_Sumber_
Mekanisme dukungan dan kontrol orangtua lah yang pada akhirnya akan dapat mendorong terbentuknya perilaku yang diinginkan sekaligus mengendalikan munculnya perilaku yang tidak diharapkan. Dengan kata lain, pengasuhan orangtua yang efektif tetaplah tameng yang dapat melindungi anak dari berbagai pengaruh lingkungan, sehingga tidak terjebak pada pola perkembangan yang negatif. Hanya saja, tidak semua orangtua menyadari akan hal ini, sehingga tanpa sadar justru memfasilitasi atau bahkan memberi contoh pada anak untuk ikut memunculkan sikap dan perilaku yang kurang tepat.

Catatan tersebut agaknya masih relevan dan mungkin akan terus relevan dalam membahas perjalanan perkembangan seseorang. Kembali ke aktivitas kelas, saya menanyakan apa saja yang kemudian dapat disimpulkan oleh mahasiswa dari ilustrasi-ilustrasi tersebut. Berikut tiga diantaranya:

1. Perubahan pola perilaku anak mengikuti perubahan pola perilaku orangtua

Benarkah demikian? Sebab selama ini yang lebih banyak kita dengar adalah keluhan dari sisi orangtua tentang karakter anak jaman sekarang yang berubah sehingga membuat orangtua harus banyak memaklumi dan mentoleransi. Berbagai sebutan generasi A-B-C kerap dijadikan sumber pembenaran oleh sejumlah orangtua terhadap perilaku pengasuhannya. “Anak-anak jaman sekarang ya begitu itu. Bagaimana lagi…”, kurang lebih seperti ini yang sering diucapkan.

_Himpunan Data_
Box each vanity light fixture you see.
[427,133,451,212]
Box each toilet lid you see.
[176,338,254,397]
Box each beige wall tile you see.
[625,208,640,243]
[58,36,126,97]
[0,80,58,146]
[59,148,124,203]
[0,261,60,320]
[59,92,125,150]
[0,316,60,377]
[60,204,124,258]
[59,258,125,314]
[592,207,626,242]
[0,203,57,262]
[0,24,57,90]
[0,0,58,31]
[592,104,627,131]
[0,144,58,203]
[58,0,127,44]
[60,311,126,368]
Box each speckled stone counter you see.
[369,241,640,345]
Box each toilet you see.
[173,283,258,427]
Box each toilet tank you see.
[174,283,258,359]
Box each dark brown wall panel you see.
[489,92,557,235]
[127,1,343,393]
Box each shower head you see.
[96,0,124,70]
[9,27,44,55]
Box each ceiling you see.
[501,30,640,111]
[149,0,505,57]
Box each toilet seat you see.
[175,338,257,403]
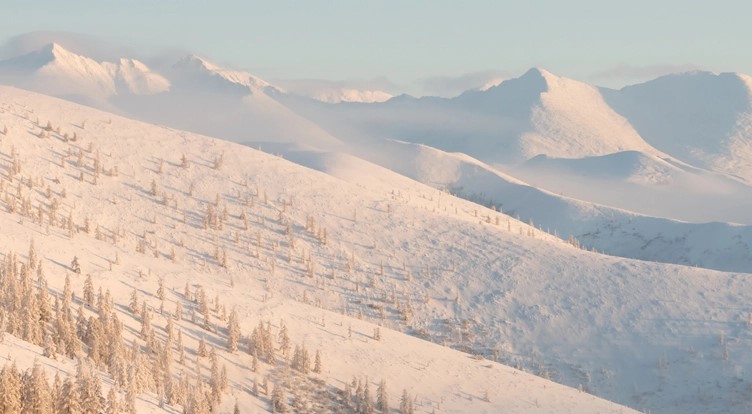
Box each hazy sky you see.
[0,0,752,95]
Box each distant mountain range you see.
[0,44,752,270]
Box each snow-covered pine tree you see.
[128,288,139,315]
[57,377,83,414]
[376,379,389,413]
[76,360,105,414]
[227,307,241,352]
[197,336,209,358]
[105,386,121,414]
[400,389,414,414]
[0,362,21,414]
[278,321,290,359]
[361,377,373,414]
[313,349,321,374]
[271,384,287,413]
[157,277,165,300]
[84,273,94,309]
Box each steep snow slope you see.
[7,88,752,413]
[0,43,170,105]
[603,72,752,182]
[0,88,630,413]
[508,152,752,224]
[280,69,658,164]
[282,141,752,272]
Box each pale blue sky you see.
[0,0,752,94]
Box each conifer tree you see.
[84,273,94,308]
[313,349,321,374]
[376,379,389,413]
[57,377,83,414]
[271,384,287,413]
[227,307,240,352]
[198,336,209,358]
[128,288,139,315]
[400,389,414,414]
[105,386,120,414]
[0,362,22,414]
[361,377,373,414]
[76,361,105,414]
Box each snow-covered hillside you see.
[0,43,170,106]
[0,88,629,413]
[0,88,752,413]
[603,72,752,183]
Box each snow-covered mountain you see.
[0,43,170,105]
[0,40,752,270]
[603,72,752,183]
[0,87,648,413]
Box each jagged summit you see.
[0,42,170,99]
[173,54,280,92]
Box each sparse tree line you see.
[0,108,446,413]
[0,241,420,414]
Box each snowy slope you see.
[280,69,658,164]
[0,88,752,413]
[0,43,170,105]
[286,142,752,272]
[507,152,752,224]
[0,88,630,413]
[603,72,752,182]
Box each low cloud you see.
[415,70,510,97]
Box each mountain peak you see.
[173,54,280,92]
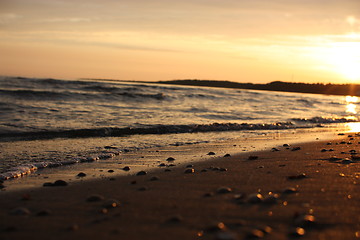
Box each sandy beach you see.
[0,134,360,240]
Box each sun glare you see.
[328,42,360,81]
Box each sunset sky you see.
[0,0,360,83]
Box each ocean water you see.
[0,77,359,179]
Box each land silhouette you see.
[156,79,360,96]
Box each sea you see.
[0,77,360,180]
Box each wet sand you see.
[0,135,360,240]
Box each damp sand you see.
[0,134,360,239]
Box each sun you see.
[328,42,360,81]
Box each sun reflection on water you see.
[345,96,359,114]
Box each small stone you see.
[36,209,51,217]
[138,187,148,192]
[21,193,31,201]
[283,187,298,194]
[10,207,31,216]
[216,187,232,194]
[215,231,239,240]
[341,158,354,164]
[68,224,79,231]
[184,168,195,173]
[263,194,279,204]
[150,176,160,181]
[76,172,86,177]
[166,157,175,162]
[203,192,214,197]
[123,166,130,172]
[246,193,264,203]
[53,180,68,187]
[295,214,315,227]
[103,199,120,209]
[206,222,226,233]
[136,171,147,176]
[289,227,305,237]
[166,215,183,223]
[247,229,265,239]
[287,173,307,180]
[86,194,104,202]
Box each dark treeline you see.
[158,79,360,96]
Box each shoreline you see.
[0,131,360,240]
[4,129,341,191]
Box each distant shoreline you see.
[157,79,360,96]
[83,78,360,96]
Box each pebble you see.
--
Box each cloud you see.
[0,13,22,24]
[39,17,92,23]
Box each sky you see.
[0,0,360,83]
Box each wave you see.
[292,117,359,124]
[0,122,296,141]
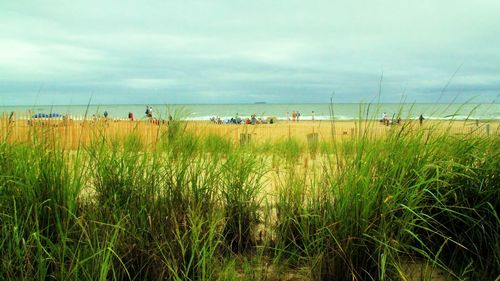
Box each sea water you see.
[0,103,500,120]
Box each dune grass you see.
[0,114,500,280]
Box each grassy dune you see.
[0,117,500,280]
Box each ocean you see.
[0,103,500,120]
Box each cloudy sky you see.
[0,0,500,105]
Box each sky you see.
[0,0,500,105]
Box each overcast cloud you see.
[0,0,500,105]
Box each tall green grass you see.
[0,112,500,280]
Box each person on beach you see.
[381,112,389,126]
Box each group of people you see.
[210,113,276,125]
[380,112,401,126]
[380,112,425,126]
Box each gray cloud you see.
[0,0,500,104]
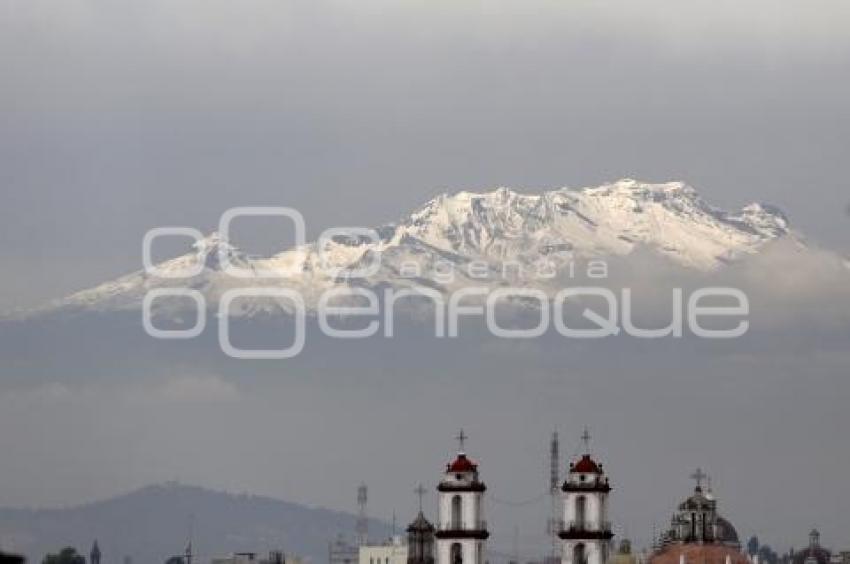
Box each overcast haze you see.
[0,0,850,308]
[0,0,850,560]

_Yang Perlu Dikerjakan_
(a) Sebutkan semua hal yang, menurut paragraf pertama teks tentang pengasuhan orangtua, dapat dilakukan oleh dukungan dan kontrol orangtua atau oleh pengasuhan orangtua yang efektif.
(b) Tulis ulang paragraf dalam teks tentang pengasuhan orangtua yang diawali dengan "Benarkah demikian?" secara lebih ringkas, tanpa menghilangkan fakta utamanya.
(c) Jawab pertanyaan berikut berdasarkan teks tentang pengasuhan orangtua:
(i) Kepada siapa penulis menanyakan kesimpulan yang dapat ditarik dari ilustrasi-ilustrasi tersebut?
(ii) Berapa kesimpulan yang akan dipaparkan penulis?
(iii) Menurut kesimpulan nomor 1, perubahan pola perilaku anak mengikuti apa?

_Kumpulan Jawaban_
(a)
1. Mendorong terbentuknya perilaku yang diinginkan.
2. Mengendalikan munculnya perilaku yang tidak diharapkan.
3. Melindungi anak dari berbagai pengaruh lingkungan sehingga anak tidak terjebak pada pola perkembangan yang negatif.

(b) Selama ini yang lebih sering terdengar justru keluhan orangtua bahwa karakter anak zaman sekarang telah berubah, sehingga orangtua harus banyak memaklumi dan menoleransi. Sejumlah orangtua kerap memakai sebutan generasi A-B-C untuk membenarkan cara pengasuhan mereka, misalnya dengan ucapan "Anak-anak jaman sekarang ya begitu itu. Bagaimana lagi…".

(c)
(i) Kepada mahasiswa.
(ii) Tiga kesimpulan.
(iii) Perubahan pola perilaku orangtua.